**Tarefas a realizar:**
1. Enumere todas as pessoas referidas pelo nome no artigo sobre violência doméstica em Moçambique.
2. No artigo sobre violência doméstica em Moçambique, qual foi a pena aplicada pelo Tribunal Judicial da Cidade de Maputo ao agressor de Josina Machel?
===== Artigo
A violência doméstica tem abalado cada vez mais as famílias moçambicanas, colocando-as num dilema sem precedentes. Diante de determinadas desinteligências, violentar e, na pior das hipóteses, matar tende a ser banal.
Um dos casos mais gritantes e pavorosos de violência doméstica aconteceu na noite de 14 de Dezembro de 2016, na Avenida Julius Nyerere, uma das zonas aristocráticas da cidade de Maputo.
Nessa fatídica data, Valentina Guebuza, filha do ex-Chefe de Estado moçambicano, Armando Guebuza, foi assassinada a tiros pelo próprio marido, em casa, facto que deitou por terra a ideia de que este fenómeno só atinge maioritariamente as famílias pobres e gente sem instrução.
Mas antes disso, na madrugada de 17 de Outubro de 2015, algures na cidade de Maputo, Josina Machel, a filha do primeiro Presidente de Moçambique independente, Samora Machel, e da activista de direitos humanos Graça Machel, foi violentada pelo empresário Rufino Licuco, quando os dois regressavam de uma casa de pasto.
A vítima, de 41 anos de idade, perdeu completamente a visão no olho direito. Por conseguinte, o Tribunal Judicial da Cidade de Maputo (TJCM) condenou, na passada terça-feira (21), o agressor à pena de três anos e quatro meses de prisão maior, convertida em indemnização no valor 200.579.000 meticais, o qual deve ser pago no prazo de 30 dias, como condição para o réu não recolher compulsivamente aos calabouços.
==========
===== Lista de itens
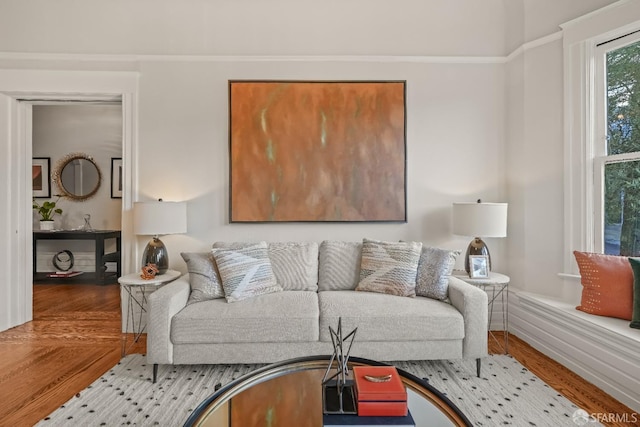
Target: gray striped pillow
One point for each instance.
(203, 277)
(339, 265)
(295, 265)
(245, 272)
(389, 267)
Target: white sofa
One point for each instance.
(318, 282)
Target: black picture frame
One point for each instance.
(116, 178)
(41, 177)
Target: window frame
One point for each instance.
(582, 123)
(600, 157)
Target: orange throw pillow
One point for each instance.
(607, 285)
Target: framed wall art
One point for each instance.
(116, 178)
(41, 177)
(317, 151)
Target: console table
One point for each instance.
(99, 237)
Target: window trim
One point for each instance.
(581, 38)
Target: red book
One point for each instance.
(379, 398)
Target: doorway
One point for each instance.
(77, 146)
(16, 291)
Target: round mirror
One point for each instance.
(77, 176)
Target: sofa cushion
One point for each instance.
(607, 285)
(339, 265)
(434, 270)
(389, 267)
(275, 317)
(381, 317)
(203, 277)
(245, 272)
(295, 265)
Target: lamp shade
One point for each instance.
(480, 219)
(159, 218)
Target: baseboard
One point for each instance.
(603, 351)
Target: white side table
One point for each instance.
(496, 285)
(133, 285)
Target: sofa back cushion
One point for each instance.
(339, 267)
(295, 265)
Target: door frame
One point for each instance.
(16, 87)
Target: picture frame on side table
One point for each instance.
(41, 177)
(116, 177)
(478, 266)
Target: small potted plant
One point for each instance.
(47, 211)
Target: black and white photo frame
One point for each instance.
(478, 266)
(116, 177)
(41, 177)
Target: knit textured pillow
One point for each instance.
(389, 267)
(635, 316)
(434, 270)
(245, 272)
(203, 277)
(607, 285)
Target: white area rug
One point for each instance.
(506, 394)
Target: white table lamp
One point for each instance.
(479, 220)
(158, 218)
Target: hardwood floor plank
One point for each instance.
(75, 338)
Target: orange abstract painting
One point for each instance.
(317, 151)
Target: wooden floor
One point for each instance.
(75, 338)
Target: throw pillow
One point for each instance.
(245, 272)
(295, 265)
(607, 284)
(203, 277)
(389, 267)
(635, 316)
(434, 269)
(339, 268)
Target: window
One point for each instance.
(601, 133)
(617, 147)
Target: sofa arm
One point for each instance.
(472, 303)
(163, 305)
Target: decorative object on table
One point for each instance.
(47, 210)
(64, 274)
(377, 397)
(345, 420)
(41, 177)
(63, 260)
(87, 223)
(479, 220)
(294, 157)
(478, 266)
(338, 394)
(78, 176)
(149, 271)
(116, 178)
(156, 218)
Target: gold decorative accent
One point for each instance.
(378, 378)
(149, 271)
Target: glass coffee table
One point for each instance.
(289, 393)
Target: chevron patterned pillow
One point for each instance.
(245, 272)
(389, 267)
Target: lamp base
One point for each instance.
(476, 247)
(156, 253)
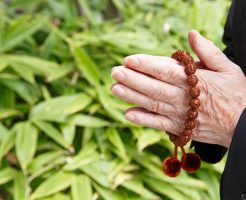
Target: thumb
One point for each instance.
(208, 53)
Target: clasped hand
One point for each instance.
(157, 85)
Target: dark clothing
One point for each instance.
(233, 181)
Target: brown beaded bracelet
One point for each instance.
(190, 162)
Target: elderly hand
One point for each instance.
(157, 85)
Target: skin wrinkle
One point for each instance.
(223, 94)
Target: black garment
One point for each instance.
(233, 182)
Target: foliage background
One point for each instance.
(62, 134)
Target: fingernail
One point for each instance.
(132, 61)
(118, 90)
(130, 116)
(118, 75)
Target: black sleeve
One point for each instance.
(209, 152)
(233, 182)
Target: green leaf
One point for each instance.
(26, 142)
(7, 174)
(20, 31)
(3, 132)
(115, 139)
(20, 187)
(107, 194)
(7, 143)
(87, 121)
(81, 188)
(52, 132)
(147, 137)
(56, 109)
(85, 65)
(5, 113)
(86, 156)
(56, 183)
(24, 72)
(96, 174)
(27, 92)
(68, 132)
(3, 64)
(42, 160)
(137, 186)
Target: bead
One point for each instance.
==========
**Respostas certas:**
1. Valentina Guebuza, Armando Guebuza, Josina Machel, Samora Machel, Graça Machel, Rufino Licuco

2. Três anos e quatro meses de prisão maior, convertida em indemnização no valor de 200.579.000 meticais, a pagar no prazo de 30 dias.